● ITEMS:
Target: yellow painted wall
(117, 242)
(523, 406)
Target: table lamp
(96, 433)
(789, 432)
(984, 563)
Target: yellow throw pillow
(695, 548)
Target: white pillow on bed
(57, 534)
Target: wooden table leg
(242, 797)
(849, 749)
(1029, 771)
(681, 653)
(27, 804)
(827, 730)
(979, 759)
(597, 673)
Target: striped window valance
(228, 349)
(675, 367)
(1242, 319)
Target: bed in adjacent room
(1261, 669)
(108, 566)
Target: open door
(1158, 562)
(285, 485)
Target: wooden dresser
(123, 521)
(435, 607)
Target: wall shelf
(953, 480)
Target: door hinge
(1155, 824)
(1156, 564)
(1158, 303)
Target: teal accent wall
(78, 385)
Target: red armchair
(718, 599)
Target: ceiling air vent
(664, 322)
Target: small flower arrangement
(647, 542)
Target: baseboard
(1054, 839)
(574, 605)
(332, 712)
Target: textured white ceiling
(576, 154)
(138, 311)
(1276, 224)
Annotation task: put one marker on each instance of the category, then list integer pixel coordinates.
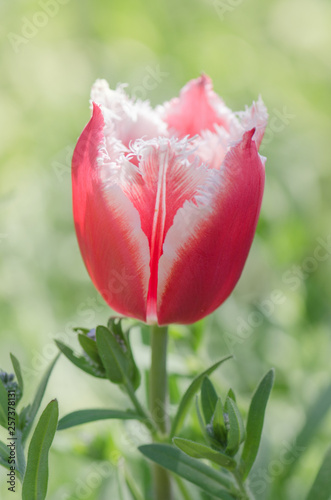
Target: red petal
(167, 181)
(113, 246)
(206, 248)
(198, 108)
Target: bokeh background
(279, 315)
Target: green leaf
(4, 455)
(20, 456)
(209, 480)
(18, 371)
(208, 399)
(255, 422)
(36, 475)
(218, 423)
(33, 409)
(113, 358)
(81, 362)
(79, 329)
(84, 416)
(189, 394)
(198, 450)
(3, 405)
(90, 347)
(123, 340)
(200, 419)
(236, 433)
(231, 395)
(321, 489)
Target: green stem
(158, 404)
(243, 488)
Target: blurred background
(279, 315)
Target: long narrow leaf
(189, 394)
(112, 357)
(255, 422)
(18, 371)
(321, 489)
(209, 480)
(3, 405)
(88, 366)
(4, 455)
(36, 476)
(84, 416)
(33, 410)
(198, 450)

● WRITTEN EXERCISE: Edit the stretch from the line containing "Target: blurred background" through the end of the records, replacing "long narrow leaf" with "slender leaf" and leaving all else unchanged. Give back only that stretch.

● THE COMPLETED TASK:
Target: blurred background
(279, 315)
Target: slender leaf
(189, 394)
(112, 357)
(255, 422)
(18, 371)
(321, 489)
(209, 480)
(3, 405)
(88, 366)
(4, 455)
(36, 476)
(84, 416)
(33, 410)
(198, 450)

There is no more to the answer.